_What is asked_
Repeat the listing below word for word, leaving out the pictures.

__________________________________________________

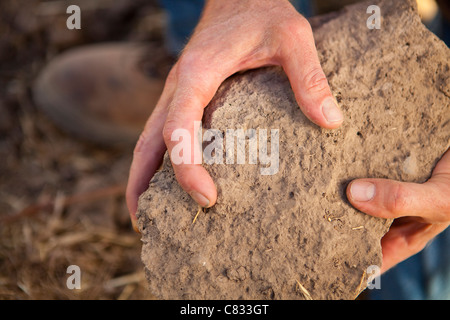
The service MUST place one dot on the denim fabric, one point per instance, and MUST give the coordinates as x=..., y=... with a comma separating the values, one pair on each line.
x=426, y=275
x=183, y=16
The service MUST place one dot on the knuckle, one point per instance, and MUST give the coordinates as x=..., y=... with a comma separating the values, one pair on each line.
x=295, y=26
x=140, y=145
x=315, y=80
x=188, y=63
x=397, y=200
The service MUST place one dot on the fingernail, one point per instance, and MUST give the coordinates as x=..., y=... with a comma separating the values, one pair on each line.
x=331, y=111
x=135, y=226
x=362, y=191
x=200, y=199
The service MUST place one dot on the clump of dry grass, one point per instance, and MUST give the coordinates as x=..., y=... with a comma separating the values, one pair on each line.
x=61, y=200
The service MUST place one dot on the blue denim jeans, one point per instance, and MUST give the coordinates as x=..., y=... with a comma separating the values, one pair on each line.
x=425, y=275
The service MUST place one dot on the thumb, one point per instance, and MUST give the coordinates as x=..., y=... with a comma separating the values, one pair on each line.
x=391, y=199
x=309, y=83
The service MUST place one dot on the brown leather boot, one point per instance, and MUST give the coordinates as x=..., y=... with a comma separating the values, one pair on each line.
x=103, y=93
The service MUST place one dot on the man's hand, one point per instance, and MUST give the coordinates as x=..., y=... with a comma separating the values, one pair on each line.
x=421, y=211
x=232, y=36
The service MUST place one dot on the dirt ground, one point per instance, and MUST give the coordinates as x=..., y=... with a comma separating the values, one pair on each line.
x=61, y=199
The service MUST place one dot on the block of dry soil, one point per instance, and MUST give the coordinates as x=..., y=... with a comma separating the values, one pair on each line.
x=293, y=234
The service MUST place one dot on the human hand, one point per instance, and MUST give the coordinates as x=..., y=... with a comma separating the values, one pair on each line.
x=421, y=211
x=231, y=36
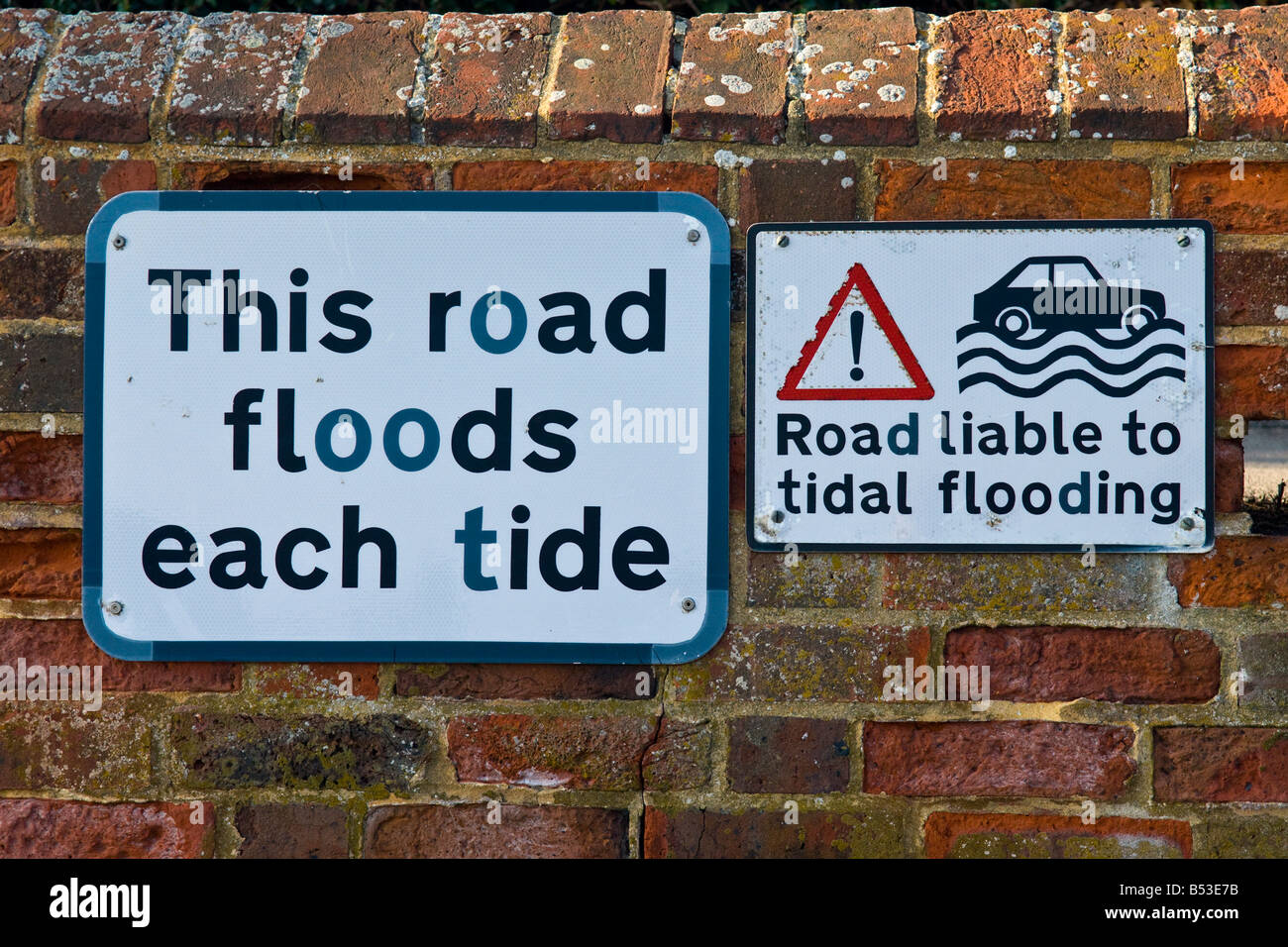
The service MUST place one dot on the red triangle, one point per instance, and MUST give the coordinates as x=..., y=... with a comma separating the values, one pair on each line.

__________________________________________________

_Correct output_
The service MUST place one dot on the denim fabric, one point per instance, and MUST give the coordinates as x=..., y=... with a comma separating the values, one pair on each line.
x=426, y=275
x=183, y=16
The service MUST place one dot on the knuckle, one point per instance, and MUST give the coordinates as x=..., y=... with a comma separating the values, one pair on each line.
x=295, y=26
x=140, y=145
x=315, y=80
x=188, y=63
x=397, y=200
The service MUST place one dot on the fingernail, one point per instance, and MUST give the coordinates as x=..., y=... with a comma separating the values, one pair on each line.
x=331, y=111
x=135, y=226
x=362, y=191
x=200, y=199
The service MUST place one dot on the clump of dry grass, one point per instance, and MUST give the coordinates as x=..., y=... with a comma separating the values, one pair on each line.
x=61, y=200
The service MUST place one dot on the blue denim jeans, one point per instance, and MUST give the coordinates as x=..., y=... with a comma separating the values, one pair on each line.
x=425, y=275
The service MUST place one dot on the thumb, one point per instance, and MUST give the coordinates as x=..., y=... with a comma separating the values, one pair on each line.
x=391, y=199
x=309, y=83
The service MUST place one dot on the brown leather boot, one point per instance, and MUST give the coordinates as x=..., y=... with a comma separating the values, one pair on each line.
x=103, y=93
The service MUST place one dot on the man's hand, one point per instance, and MUST give the coordinates as x=..., y=... with a comma separating the values, one pair on each line.
x=421, y=211
x=232, y=36
The service MUST place one dot on the dirt ground, one point per instance, and MUST give the coordinates as x=..., y=... with a comma separating the values, one pair on each line.
x=61, y=199
The service MUST place one dot on the block of dry soil, one point per instance, and MUST give the coordinates as x=..., y=... with a comma separating the values, one pair on each line.
x=293, y=234
The service MUST place one dot on the human hand, one point per instance, and MUST give the coordinates as x=..., y=... with a comma separating the values, one pair on each line.
x=421, y=211
x=231, y=36
The service MUST place one dot on the red triangle, one point per instance, and MUST give the coordinates as x=..., y=... with a comma separating the values, one pair on each line.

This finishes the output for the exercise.